It is recommended that people who have the option of working from home should do so. If there is no working from home plan in place, you should go to work as usual, but practice social distancing at the workplace.
Those who can work from their homes have been advised to do
CAN I HAVE GUESTS OVER?
You should aim to limit all physical contact with people outside of your household. Hosting friends, visitors or large gatherings at home is not advised.
CAN I STILL GO TO MY FRIENDS’ OR PARTNER’S HOUSE?
If you would like to keep in touch with friends, colleagues or relatives who live outside your household, the recommended advice is to use video chat, phone call, or other forms of online messaging to maintain contact with them.
WHAT ABOUT BIRTHDAY PARTIES/CELEBRATIONS?
Unfortunately, under new restrictions large parties and gatherings cannot carry on. That includes weddings, which have been restricted to five people, and funerals, which have a limit of 10 people or fewer.
Hosting parties or social gatherings inside your home or in outdoor spaces is prohibited.
SHOULD I SEND MY CHILDREN TO SCHOOL?
Primary schools and high schools are still operating. Prime Minister Scott Morrison says it still safe to send your children to school. Some state leaders have urged parents to keep their children home, however, facilities will remain open.
Schools remain open despite conflicting advice from state leaders and the prime minister. Parents can choose to keep their children home from school, but Mr Morrison has advised it is still safe to send them to class
CAN I GET IN TROUBLE FOR NOT FOLLOWING SOCIAL DISTANCING RULES?
Yes. Penalties and fines for violating social distancing rules will vary from state to state.
In NSW, police officers will have the power to hand out fines of $1,000 to individuals and $5,000 to businesses that breach public health orders or ministerial directions, beginning on Thursday.
Police have the power to apply penalties already in place under the Public Health Act, which means people can be jailed for six months and/or issued a fine of up to $11,000 if convicted.
Prime Minister Scott Morrison said state authorities will also consider putting measures in place that could potentially lead to penalties for those who organise large gatherings in their homes.
‘STAGE TWO’ RESTRICTIONS
The government is looking to limit interactions between groups, particularly any event or gathering with 10 or more people.
The new restrictions, from 11.59pm on March 25, mean:
* Food courts in shopping centres will only be available for takeaway food. No sitting.

- Required actions
(A) List every heading in the coronavirus restrictions guide that is written in all capital letters.
(B) Write the next part of the coronavirus restrictions guide, picking up after its final bullet point.

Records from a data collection

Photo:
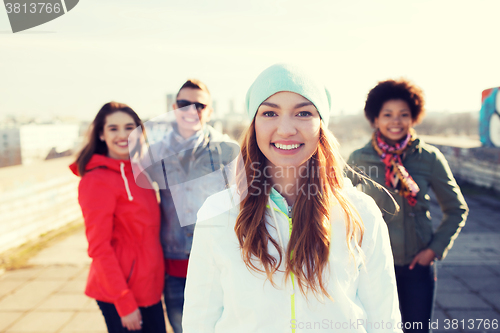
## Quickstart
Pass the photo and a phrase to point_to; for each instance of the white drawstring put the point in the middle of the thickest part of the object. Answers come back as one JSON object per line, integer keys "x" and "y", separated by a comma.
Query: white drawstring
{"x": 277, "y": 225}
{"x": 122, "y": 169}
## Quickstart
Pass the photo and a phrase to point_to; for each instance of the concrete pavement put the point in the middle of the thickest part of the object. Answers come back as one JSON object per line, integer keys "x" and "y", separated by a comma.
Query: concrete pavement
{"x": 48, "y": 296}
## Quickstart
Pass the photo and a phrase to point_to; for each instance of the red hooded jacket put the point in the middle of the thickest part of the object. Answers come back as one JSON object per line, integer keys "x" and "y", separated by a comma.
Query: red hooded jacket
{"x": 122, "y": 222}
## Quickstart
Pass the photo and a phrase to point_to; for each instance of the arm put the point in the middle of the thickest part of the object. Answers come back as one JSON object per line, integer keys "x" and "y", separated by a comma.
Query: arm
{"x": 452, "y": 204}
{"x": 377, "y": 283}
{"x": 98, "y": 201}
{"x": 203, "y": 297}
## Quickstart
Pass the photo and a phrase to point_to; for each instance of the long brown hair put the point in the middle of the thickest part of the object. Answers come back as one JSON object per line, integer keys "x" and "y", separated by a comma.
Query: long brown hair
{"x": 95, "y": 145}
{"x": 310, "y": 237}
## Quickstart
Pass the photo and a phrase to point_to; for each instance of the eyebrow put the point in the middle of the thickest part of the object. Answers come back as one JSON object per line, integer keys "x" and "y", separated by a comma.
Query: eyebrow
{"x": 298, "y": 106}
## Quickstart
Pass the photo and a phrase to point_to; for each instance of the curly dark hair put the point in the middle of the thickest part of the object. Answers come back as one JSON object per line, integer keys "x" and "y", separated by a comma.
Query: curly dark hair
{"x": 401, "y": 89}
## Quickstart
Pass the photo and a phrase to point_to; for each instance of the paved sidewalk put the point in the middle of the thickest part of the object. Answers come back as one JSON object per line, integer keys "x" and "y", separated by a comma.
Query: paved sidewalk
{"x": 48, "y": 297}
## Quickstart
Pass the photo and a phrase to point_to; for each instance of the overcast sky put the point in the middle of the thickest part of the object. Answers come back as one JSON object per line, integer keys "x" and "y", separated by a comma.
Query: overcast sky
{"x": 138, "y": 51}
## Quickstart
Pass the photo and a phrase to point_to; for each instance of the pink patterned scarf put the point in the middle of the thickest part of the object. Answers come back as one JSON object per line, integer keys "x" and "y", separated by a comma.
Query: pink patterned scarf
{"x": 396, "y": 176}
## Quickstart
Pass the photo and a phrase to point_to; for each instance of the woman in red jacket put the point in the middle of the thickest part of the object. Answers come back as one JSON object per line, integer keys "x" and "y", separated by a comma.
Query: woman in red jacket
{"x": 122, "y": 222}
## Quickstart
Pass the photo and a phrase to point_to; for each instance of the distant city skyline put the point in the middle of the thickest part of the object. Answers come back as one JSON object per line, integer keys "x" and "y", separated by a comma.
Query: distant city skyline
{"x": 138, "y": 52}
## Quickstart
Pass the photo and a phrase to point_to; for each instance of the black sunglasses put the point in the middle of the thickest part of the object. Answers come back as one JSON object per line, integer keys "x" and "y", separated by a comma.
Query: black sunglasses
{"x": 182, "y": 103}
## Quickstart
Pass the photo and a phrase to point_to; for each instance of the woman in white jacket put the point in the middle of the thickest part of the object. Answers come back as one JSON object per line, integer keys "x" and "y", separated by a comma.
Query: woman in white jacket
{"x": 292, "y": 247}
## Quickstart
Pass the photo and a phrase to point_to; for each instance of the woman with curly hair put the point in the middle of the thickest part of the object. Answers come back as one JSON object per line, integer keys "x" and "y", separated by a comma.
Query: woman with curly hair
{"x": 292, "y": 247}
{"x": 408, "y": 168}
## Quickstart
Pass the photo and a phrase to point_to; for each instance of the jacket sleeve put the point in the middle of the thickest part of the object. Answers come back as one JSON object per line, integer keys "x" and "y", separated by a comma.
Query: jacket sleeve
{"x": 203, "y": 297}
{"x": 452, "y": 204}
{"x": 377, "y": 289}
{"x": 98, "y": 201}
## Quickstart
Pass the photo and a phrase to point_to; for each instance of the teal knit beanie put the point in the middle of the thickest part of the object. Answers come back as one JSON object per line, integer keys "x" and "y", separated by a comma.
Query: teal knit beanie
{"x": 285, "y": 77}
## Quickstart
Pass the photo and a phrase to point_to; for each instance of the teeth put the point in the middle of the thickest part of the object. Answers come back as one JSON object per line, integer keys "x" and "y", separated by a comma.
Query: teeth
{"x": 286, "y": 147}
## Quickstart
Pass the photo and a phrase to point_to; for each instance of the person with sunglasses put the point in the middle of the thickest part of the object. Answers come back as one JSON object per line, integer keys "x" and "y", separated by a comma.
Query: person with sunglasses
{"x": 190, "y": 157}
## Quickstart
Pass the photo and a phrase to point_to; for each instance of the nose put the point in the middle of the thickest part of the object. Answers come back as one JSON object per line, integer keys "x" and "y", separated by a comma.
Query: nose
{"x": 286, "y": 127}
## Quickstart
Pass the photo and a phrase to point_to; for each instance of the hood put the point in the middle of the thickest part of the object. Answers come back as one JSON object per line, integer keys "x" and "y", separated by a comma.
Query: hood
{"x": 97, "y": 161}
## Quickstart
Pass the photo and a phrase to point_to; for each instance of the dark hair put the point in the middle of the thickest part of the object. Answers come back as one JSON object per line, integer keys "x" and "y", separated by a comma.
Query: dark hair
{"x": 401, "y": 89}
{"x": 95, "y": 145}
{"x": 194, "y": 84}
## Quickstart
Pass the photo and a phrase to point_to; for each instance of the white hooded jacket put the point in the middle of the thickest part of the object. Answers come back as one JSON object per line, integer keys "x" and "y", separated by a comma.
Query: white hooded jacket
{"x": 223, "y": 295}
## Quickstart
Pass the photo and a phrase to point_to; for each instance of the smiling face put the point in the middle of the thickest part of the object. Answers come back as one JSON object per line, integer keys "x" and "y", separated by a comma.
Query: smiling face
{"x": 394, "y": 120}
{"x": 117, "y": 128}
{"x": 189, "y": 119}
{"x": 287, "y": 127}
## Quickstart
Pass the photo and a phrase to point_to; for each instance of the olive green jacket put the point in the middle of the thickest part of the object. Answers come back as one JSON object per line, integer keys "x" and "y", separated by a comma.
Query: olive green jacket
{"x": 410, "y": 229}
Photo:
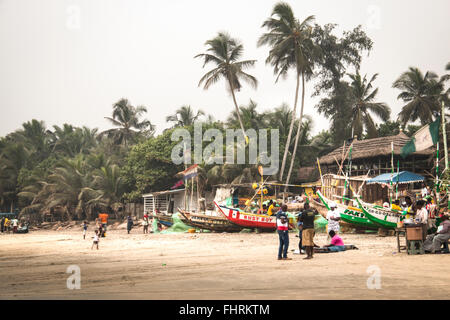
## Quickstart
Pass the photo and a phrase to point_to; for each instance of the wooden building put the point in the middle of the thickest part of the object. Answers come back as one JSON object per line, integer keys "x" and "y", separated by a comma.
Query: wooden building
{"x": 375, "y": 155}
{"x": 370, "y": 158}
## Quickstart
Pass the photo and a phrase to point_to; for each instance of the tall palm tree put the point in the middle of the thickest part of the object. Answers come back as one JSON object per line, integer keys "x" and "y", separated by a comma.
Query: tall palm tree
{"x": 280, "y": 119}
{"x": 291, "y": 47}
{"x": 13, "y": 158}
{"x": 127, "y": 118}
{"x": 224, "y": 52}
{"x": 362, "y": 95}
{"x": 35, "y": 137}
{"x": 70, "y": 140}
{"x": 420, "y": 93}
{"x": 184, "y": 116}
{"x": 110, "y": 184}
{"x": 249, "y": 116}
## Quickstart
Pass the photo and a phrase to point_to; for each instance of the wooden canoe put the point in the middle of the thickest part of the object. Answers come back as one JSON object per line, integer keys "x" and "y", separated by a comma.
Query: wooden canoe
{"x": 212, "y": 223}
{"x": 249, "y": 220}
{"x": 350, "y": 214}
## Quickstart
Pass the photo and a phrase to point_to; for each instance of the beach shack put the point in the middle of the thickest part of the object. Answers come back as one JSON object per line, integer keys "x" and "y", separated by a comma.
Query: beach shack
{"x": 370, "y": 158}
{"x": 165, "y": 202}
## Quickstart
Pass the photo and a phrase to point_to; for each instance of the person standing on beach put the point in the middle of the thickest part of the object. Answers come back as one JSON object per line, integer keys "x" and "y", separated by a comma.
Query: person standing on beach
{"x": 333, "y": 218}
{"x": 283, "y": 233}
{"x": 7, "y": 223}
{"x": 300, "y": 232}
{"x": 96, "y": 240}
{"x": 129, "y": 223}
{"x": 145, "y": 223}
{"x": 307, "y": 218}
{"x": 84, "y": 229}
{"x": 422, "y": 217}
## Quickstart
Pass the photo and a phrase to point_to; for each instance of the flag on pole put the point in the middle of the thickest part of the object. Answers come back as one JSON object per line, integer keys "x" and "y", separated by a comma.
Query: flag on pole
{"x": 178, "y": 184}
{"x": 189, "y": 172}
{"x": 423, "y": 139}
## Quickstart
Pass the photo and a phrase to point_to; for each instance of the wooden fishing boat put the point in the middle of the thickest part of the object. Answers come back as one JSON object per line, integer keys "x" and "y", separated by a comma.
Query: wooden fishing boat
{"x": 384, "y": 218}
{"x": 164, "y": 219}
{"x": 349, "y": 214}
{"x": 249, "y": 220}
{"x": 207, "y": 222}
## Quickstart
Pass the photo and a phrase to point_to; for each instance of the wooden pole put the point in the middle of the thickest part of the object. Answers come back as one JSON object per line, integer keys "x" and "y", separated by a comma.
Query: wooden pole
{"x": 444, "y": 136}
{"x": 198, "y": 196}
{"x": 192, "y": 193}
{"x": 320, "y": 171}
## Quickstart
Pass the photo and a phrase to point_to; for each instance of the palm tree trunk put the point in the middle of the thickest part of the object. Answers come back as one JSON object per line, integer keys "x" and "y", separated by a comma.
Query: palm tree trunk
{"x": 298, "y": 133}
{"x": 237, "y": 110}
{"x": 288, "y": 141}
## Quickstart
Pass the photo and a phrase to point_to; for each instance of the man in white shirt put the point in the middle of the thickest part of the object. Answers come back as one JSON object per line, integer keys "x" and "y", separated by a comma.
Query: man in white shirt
--
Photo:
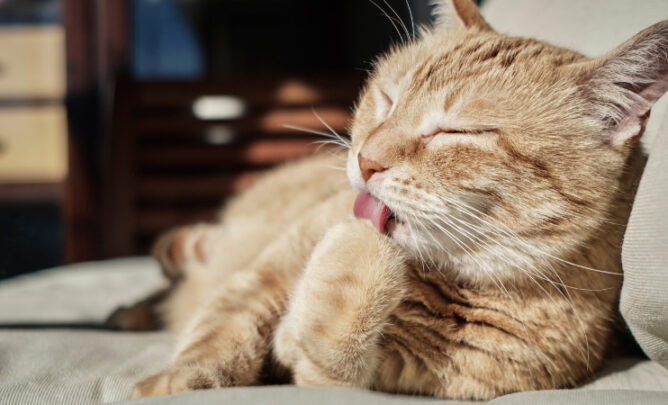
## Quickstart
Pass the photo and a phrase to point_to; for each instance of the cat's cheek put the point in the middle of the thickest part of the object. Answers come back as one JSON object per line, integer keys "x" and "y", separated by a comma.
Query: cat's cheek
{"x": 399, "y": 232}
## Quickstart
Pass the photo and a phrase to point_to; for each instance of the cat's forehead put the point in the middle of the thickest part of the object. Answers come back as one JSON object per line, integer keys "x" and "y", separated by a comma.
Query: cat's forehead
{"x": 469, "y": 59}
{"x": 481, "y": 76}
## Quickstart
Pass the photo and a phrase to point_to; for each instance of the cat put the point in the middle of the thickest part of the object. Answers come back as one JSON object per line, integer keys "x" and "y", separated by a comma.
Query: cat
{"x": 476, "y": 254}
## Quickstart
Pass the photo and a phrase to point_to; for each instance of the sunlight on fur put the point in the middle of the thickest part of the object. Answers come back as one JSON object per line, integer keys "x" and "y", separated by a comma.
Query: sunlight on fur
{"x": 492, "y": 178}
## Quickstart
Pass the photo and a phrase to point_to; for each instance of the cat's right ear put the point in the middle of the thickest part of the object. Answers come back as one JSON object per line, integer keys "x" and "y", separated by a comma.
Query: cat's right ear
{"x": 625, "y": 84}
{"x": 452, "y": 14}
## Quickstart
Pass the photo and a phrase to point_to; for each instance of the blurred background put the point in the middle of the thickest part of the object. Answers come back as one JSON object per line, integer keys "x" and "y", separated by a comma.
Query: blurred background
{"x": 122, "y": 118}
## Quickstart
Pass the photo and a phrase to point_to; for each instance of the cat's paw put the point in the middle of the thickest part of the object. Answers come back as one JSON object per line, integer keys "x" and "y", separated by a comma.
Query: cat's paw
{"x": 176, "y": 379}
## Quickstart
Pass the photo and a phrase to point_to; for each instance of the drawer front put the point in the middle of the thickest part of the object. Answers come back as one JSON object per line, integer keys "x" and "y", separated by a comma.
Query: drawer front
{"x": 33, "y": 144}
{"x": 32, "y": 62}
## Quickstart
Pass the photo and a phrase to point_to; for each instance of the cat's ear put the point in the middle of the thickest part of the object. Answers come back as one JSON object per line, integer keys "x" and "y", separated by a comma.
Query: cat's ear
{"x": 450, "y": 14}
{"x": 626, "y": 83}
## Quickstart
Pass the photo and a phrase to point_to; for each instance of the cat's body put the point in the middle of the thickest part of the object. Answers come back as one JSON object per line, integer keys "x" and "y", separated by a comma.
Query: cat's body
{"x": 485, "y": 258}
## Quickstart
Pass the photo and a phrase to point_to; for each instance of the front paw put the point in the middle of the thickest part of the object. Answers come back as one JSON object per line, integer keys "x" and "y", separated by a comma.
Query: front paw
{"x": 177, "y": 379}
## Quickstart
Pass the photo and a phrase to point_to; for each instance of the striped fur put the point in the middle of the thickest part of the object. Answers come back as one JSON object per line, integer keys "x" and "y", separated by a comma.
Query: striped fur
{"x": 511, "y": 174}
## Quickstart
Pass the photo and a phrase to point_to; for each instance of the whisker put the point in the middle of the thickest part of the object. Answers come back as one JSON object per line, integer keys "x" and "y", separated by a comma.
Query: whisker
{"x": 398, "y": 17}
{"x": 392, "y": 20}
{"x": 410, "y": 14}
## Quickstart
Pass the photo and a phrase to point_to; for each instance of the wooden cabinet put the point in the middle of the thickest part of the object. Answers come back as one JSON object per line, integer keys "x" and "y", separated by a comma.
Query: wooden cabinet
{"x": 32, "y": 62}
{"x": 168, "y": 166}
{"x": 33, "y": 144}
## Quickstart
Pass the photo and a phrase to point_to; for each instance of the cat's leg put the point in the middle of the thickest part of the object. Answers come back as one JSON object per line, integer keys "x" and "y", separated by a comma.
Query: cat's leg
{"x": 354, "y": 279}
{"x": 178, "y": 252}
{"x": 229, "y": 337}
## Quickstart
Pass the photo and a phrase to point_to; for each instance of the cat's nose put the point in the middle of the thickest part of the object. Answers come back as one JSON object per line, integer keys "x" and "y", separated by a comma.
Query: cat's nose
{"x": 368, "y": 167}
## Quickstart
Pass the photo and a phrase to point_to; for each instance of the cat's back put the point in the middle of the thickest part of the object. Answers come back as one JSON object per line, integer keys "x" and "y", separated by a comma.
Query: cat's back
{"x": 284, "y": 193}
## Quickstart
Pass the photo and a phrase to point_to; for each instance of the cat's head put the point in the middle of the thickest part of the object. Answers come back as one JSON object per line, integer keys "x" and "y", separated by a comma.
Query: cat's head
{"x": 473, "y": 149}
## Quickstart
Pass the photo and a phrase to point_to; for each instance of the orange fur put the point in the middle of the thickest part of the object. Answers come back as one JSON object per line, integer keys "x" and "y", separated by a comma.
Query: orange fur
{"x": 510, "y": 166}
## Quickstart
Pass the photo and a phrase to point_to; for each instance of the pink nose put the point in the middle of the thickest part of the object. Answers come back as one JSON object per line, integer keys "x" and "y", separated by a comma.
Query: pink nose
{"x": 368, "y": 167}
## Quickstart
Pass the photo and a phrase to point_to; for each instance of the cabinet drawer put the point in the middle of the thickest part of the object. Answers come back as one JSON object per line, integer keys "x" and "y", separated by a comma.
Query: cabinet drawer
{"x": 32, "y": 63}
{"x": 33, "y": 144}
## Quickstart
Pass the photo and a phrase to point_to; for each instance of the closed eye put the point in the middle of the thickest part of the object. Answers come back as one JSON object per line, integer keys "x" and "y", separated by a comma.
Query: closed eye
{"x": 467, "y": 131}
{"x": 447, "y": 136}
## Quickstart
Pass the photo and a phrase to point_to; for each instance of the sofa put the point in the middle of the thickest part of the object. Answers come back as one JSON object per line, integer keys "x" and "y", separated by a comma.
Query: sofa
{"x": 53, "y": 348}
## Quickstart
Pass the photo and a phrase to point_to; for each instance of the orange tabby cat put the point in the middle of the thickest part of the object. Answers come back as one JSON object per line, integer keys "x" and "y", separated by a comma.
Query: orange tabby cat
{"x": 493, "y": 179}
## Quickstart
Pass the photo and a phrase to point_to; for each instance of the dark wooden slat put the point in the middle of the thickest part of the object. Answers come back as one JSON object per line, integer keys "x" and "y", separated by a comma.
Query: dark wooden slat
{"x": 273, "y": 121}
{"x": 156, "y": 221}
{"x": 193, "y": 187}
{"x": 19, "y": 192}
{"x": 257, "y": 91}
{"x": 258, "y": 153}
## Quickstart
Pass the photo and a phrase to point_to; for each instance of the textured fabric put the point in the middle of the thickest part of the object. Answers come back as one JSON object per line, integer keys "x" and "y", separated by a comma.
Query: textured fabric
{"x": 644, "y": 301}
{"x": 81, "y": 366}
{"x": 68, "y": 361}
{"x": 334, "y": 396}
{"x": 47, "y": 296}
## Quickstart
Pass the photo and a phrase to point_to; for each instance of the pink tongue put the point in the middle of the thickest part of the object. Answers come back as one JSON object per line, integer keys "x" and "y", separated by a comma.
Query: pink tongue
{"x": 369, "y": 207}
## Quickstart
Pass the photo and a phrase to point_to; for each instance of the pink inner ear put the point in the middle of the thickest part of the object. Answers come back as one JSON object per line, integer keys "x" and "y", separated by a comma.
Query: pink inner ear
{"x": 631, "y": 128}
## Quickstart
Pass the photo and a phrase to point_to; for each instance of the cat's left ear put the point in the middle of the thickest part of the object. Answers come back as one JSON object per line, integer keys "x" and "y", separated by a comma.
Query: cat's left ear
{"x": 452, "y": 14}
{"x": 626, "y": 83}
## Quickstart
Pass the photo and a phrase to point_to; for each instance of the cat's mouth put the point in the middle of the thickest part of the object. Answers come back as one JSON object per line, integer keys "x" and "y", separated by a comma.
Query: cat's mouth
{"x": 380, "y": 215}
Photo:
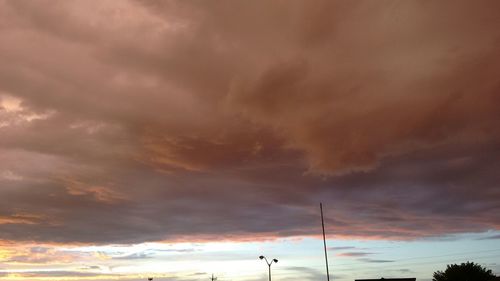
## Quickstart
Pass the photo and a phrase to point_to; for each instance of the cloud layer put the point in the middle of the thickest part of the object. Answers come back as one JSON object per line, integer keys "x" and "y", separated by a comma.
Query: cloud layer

- Answers to the problems
(A)
CAN I HAVE GUESTS OVER?
CAN I STILL GO TO MY FRIENDS’ OR PARTNER’S HOUSE?
WHAT ABOUT BIRTHDAY PARTIES/CELEBRATIONS?
SHOULD I SEND MY CHILDREN TO SCHOOL?
CAN I GET IN TROUBLE FOR NOT FOLLOWING SOCIAL DISTANCING RULES?
‘STAGE TWO’ RESTRICTIONS

(B)
* Auction houses will shut. Auctions and open house inspections are banned.
* Outdoor and indoor markets are banned while rules around major food markets will be addressed by states and territories.
* Personal services such as beauty therapy, tanning, waxing, nail salons, spas and tattoo parlours (but not physiotherapy) are banned.
* Hairdressers and barbers can continue but must strictly manage social distancing and restrict the amount of time a patron can be in the premises to no more than 30 minutes.
* Amusement parks and arcades, and indoor and outdoor play centres must close.
* Boot camps and personal training must be limited to 10 people and enforce social distancing.
* Social sports such as large groups of people playing soccer in a park are banned.
* Galleries, museums, libraries, youth centres, community halls, clubs, RSLs and swimming pools must close.
* Weddings can continue to be conducted where it is just the couple the celebrant and two witnesses, no more than five people.
* Funerals are limited to no more than 10 people.
* It is safe to send children to school up to the end of the term.
* But some pupil-free days will be needed to plan distance learning.
* Schools will reopen after the term break with a mix of distance learning and in-school learning for all “essential workers”.
* PM to meet with teachers and other sector representatives about keeping schools open and protecting staff.
* Everyone who still has a job is an essential worker.
* The official “do no travel” warning is now an outright ban on overseas travel, with some exceptions such as aid workers and compassionate travel.
* New offence of profiteering and seeking to export goods overseas, relating to such things as medical supplies and masks.